• Work item: Leaving out all pictures, transcribe the lines below exactly, from the first through the line containing "Target | engine intake".

Natural-language object grounding data:
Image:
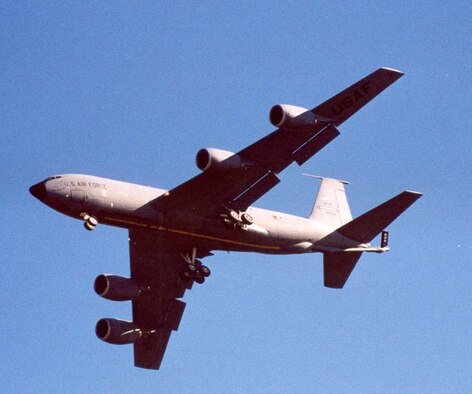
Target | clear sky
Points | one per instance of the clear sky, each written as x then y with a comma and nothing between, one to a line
132,90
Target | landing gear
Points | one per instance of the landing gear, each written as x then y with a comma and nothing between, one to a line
247,219
90,221
237,219
194,269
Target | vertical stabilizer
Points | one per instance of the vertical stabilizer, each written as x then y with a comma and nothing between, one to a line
331,206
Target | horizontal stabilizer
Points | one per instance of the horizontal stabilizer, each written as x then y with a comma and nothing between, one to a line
366,227
337,267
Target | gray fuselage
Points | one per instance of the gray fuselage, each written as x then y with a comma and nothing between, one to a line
128,205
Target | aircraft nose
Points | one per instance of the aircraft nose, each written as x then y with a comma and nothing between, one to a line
39,191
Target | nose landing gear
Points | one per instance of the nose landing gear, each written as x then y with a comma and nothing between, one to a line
90,222
237,219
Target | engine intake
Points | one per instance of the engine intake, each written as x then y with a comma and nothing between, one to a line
116,288
117,332
290,117
216,158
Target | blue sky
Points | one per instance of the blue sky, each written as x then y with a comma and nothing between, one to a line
132,90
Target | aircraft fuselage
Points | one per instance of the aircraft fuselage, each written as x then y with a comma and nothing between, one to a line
126,205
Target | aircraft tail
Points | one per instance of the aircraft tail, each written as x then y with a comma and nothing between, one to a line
339,264
331,207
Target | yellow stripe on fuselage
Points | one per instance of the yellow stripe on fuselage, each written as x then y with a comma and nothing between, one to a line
209,237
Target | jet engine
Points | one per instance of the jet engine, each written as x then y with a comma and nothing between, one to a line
290,116
116,288
117,332
217,158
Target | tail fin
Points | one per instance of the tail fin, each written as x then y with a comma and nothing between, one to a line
331,206
337,266
367,226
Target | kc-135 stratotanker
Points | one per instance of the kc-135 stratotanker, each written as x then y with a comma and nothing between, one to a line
171,231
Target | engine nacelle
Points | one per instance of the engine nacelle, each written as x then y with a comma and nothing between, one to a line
117,332
116,288
217,158
290,117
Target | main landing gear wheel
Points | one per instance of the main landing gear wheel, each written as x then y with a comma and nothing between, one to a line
205,271
247,219
194,269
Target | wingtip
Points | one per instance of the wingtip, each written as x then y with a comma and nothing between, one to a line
394,71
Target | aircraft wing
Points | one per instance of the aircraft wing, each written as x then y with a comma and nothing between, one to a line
237,189
156,263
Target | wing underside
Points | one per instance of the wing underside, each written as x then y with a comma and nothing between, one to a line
237,189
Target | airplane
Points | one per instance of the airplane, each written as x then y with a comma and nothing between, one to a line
171,231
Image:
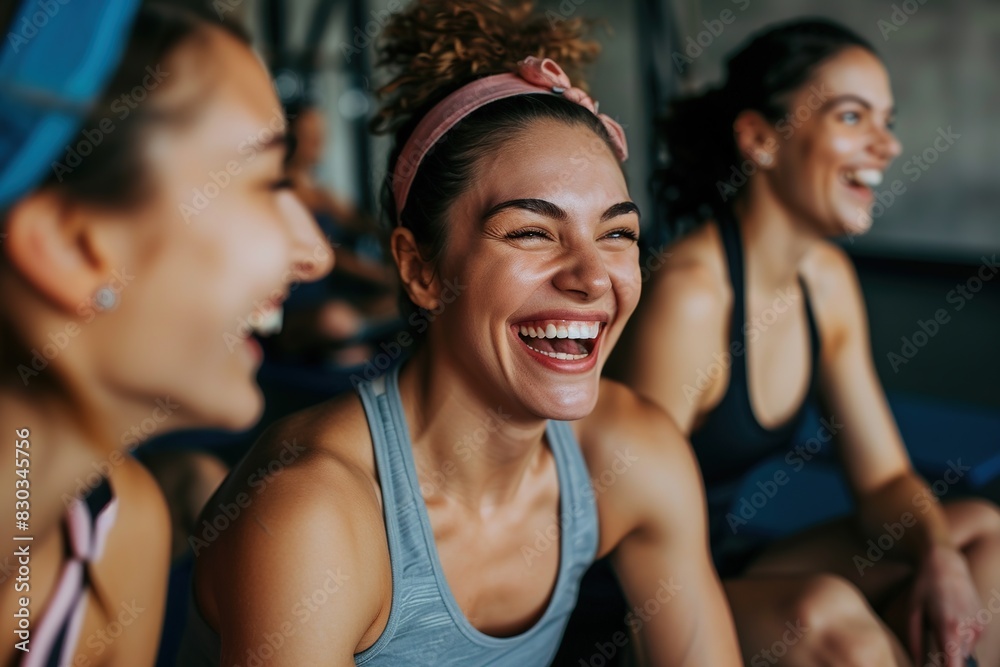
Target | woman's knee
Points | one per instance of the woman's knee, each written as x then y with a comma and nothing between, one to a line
837,626
973,520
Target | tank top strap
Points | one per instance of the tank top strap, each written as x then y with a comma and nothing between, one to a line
733,245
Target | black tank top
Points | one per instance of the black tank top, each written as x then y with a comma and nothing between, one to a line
730,442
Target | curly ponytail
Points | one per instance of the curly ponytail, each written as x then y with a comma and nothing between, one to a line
697,183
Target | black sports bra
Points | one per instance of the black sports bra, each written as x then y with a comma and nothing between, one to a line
731,441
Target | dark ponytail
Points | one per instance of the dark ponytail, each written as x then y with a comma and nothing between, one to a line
702,176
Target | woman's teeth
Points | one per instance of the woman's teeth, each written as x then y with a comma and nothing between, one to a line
867,177
267,323
554,338
583,330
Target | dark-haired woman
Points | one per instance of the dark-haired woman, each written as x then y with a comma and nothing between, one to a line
446,514
753,308
137,236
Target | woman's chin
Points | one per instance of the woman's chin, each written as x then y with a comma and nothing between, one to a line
857,224
242,411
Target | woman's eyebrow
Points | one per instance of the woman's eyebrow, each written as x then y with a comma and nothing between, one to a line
621,208
550,210
539,206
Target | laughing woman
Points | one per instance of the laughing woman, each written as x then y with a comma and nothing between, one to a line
807,111
445,514
115,308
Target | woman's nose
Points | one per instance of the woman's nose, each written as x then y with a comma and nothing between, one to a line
583,272
312,256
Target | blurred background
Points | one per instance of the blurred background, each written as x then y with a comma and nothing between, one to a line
932,248
942,57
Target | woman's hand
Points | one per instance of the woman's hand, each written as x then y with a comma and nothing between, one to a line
945,597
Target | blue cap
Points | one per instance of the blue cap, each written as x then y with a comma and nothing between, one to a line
56,59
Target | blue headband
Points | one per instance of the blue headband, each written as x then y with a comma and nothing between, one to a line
55,61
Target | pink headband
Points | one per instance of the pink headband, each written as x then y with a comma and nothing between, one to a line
533,76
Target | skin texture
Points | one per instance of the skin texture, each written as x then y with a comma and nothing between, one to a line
943,567
581,259
188,284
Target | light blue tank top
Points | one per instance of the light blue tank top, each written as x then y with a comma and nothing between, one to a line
426,625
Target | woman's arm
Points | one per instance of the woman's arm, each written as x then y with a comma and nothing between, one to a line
674,341
299,573
654,517
893,501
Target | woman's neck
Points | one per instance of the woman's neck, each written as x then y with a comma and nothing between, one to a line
466,448
65,462
774,239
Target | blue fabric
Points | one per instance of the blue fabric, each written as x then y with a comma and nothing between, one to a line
426,625
54,62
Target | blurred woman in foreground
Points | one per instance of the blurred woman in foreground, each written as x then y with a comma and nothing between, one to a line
147,231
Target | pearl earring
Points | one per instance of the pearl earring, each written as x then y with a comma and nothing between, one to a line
105,299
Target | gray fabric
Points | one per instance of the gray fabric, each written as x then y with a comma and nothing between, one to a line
426,626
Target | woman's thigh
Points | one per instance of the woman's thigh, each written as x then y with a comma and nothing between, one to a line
804,620
838,547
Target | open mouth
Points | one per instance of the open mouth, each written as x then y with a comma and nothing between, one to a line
565,340
861,180
267,321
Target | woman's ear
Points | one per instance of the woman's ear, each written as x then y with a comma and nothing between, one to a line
755,138
52,246
417,275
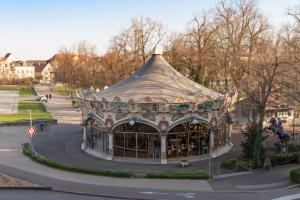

• Exercise solution:
Image:
Target | clear sky
Points | one per instance of the clear sky, each written as x then y with a comma and nothing between, one to a line
132,90
Target | landing gear
Points | one per instance of the landing gear, each written as x then y with a comma and nothing between, one to a line
247,219
90,221
237,219
194,269
Target | vertical stabilizer
Points | one per instance of the vertical stabilizer, each written as x then y with a comma and nothing between, one to a line
331,206
Target | horizontal stabilizer
Points | one per instance of the horizontal stabilizer, each written as x then y with a comma and nothing between, one to a line
366,227
337,267
Target | gray fuselage
Points | one per instance of the gray fuselage, each written as x then y with a comma and nothing between, one to a line
128,205
Target | aircraft nose
Points | one per instance of the aircraft nose, each written as x then y with a comma and nothing between, one to a line
39,191
Target | nose landing gear
Points | one per instance of the nose landing gear, each written as x then y with a comma and nothing between, one to a line
90,222
237,219
Target | engine intake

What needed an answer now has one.